**What the task asks:** A word-for-word transcription of the data below is required.

Referring expression grounding data:
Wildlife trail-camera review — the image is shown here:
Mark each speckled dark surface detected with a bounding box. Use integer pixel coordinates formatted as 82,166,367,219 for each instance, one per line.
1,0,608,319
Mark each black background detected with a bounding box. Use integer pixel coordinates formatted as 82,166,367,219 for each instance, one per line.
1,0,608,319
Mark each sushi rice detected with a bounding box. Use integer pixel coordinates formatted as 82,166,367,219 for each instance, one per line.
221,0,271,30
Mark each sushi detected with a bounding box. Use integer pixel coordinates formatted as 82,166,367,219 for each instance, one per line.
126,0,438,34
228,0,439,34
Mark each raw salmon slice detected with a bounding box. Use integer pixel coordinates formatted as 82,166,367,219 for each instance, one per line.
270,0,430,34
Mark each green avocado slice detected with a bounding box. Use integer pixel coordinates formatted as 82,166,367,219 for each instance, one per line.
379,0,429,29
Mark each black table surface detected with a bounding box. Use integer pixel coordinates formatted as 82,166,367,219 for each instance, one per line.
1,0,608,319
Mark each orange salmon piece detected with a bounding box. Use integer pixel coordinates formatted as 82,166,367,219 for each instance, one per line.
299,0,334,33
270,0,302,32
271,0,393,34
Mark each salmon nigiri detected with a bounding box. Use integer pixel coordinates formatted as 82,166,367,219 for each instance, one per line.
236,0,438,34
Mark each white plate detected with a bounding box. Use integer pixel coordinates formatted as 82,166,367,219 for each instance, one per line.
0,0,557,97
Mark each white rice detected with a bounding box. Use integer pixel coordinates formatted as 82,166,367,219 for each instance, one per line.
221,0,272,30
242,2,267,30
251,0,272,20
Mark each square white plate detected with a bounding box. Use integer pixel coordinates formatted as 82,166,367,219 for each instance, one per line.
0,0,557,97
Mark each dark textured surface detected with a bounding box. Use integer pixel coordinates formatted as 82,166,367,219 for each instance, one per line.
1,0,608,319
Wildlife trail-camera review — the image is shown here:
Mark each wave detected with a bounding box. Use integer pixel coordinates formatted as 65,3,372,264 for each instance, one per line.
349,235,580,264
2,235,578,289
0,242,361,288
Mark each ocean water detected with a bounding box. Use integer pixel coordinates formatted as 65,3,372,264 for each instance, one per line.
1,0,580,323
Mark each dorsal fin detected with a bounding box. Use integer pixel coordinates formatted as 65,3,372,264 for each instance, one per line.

**Written solution:**
Wildlife trail-camera review — the image is shown here:
Mark each speckled dark surface detected with a bounding box. Use integer pixel coordinates formatted as 82,166,367,219 for each instance, one per line.
1,0,608,319
Mark each black background detected with a bounding box. Use integer pixel coordinates formatted as 82,166,367,219 for each instance, one per line.
1,0,608,319
Mark each sushi rice detected with a bounding box. Use integer pixel coordinates formatted as 82,166,367,219 for each instance, one per line.
221,0,271,30
Mark each sushi detected with a bounding box. Use integer pixel coordinates formatted as 82,166,367,219 for each instance, one per line.
126,0,438,34
228,0,439,34
Mark each raw salmon slice detected with a bounding box. Use integer pixel coordinates formatted as 82,166,367,219 for each instance, one per line.
270,0,430,34
Mark each green avocado slice detected with a bounding box. Use integer pixel coordinates formatted as 82,166,367,219 for each instance, one per line.
379,0,429,29
Mark each black table surface detected with a bounding box. Use integer pixel coordinates formatted as 82,166,367,219 for each instance, one per line.
1,0,608,319
Mark each orange salmon piece detected with a bounding box. Use integer pixel coordinates formatted as 82,166,367,219 for each instance, one per line.
299,0,334,33
270,0,302,32
271,0,393,34
Mark each salmon nigiri detected with a bounding box. Use integer pixel coordinates formatted as 82,166,367,219 for each instance, one per line.
236,0,438,34
Mark each white plate detected with a bounding box. Use integer pixel coordinates formatted as 82,166,367,219 for each instance, one per line.
0,0,557,97
Mark each white rice detected with a bounding box. Use integer pixel coordinates formatted as 82,166,367,219 for each instance, one per line.
221,0,272,30
242,2,267,30
251,0,272,20
Mark each square white plate detected with a bounding box. Use integer pixel coordinates formatted as 82,166,367,219 for each instance, one per line.
0,0,557,97
Mark each dark textured surface detected with a bounding box. Use integer pixel coordinates formatted as 82,166,367,219 for each instance, one per line.
1,0,608,319
Wildlife trail-camera review — the image is shown here:
Mark each wave detected with a bounding box. Use integer pixel coordinates formatted as 65,3,372,264 for each instance, one per line.
349,235,580,264
2,235,578,289
0,242,361,288
Mark each ocean water detected with a bounding box. Use integer pixel coordinates formatted as 65,3,372,264 for each instance, one per line.
1,0,580,323
Mark each dorsal fin detected with a bounding box. Use integer pixel coordinates formatted as 65,3,372,264 for each instance, one per line.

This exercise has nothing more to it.